__WHAT THE TASK REQUIRES__.
Copy every one of the rows below without changing anything.

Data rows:
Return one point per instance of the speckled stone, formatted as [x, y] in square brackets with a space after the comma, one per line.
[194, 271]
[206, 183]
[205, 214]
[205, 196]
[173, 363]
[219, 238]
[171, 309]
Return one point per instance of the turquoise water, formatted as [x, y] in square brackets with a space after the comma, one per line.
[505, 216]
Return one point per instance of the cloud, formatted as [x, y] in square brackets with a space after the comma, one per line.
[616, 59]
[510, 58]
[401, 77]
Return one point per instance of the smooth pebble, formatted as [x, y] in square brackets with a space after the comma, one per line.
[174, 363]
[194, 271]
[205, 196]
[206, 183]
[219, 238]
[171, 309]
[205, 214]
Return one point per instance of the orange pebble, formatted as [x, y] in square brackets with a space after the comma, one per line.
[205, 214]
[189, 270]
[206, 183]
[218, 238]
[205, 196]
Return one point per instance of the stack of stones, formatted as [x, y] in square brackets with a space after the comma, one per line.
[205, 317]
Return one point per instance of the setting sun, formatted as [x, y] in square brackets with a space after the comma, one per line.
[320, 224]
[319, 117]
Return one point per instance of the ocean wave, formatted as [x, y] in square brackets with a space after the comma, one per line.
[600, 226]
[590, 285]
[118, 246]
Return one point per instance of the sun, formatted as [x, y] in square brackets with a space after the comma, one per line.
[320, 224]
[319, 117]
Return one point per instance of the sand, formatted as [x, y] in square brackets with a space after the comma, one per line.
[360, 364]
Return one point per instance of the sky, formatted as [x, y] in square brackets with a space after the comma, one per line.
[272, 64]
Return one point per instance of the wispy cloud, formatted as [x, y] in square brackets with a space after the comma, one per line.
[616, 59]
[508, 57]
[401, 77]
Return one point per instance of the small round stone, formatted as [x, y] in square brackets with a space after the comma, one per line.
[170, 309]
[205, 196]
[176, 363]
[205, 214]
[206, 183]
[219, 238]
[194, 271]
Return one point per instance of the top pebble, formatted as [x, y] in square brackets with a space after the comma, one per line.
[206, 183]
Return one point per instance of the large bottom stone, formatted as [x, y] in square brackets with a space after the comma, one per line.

__TASK SOLUTION__.
Return one point per instance of the speckled stone, formatted as [x, y] in square brackets with a space after the comma, one per line.
[194, 271]
[206, 183]
[205, 214]
[205, 196]
[173, 363]
[219, 238]
[171, 309]
Return one point per instance of the turquoise water, formatted as [x, y] in square brackets with a space after the comma, one per line.
[505, 216]
Return one point per instance of the cloud, formatted as [x, y] in square brackets with a space after the comma, one per line.
[616, 59]
[510, 58]
[401, 77]
Return one point per instance of the smooth pebble, formatted as [x, y] in square brackets with a space after the comma, one per line.
[174, 363]
[194, 271]
[205, 196]
[206, 183]
[219, 238]
[171, 309]
[205, 214]
Return one point per instance of the orange pebble, formatted as [x, y] in square brackets with a space after the comma, one per line.
[205, 214]
[189, 270]
[206, 183]
[218, 238]
[205, 196]
Return one point per instance of the stack of stones, formatted as [x, y] in square brackets with a space after the comma, one per line.
[205, 317]
Return one point per instance of the setting sun, formatted as [x, y] in square brackets with a space after the comma, one per line.
[320, 224]
[319, 117]
Return one point per instance of the ocean wave, formatted as [x, y] in square brackets with a space after the comma, one per line.
[600, 226]
[590, 285]
[118, 246]
Return one point per instance of the sun, formatted as [x, y] in square brackets with a space after the comma, one per line.
[320, 224]
[319, 117]
Return one point per instance of the sand, formatted as [x, y] in square brackets with a space after the comma, one per line.
[360, 364]
Return one point per instance of the sky, formatted as [x, y] in square brackets with a space after the comma, one per line.
[272, 64]
Return one point per instance of the wispy cloud, formatted as [x, y] in square brackets with a space after the comma, one per line.
[616, 59]
[508, 57]
[401, 77]
Return one point per instance of the small round stone, formatted as [x, y] in square brackets with a space after the comma, one per line.
[170, 309]
[205, 196]
[176, 363]
[205, 214]
[206, 183]
[219, 238]
[194, 271]
Return one point per instance of the top pebble, formatted as [x, y] in square brackets with a space after the comma, one per line.
[206, 183]
Return one point per instance of the large bottom stone, formatted as [x, y] in square brackets with a space after the comma, one per line.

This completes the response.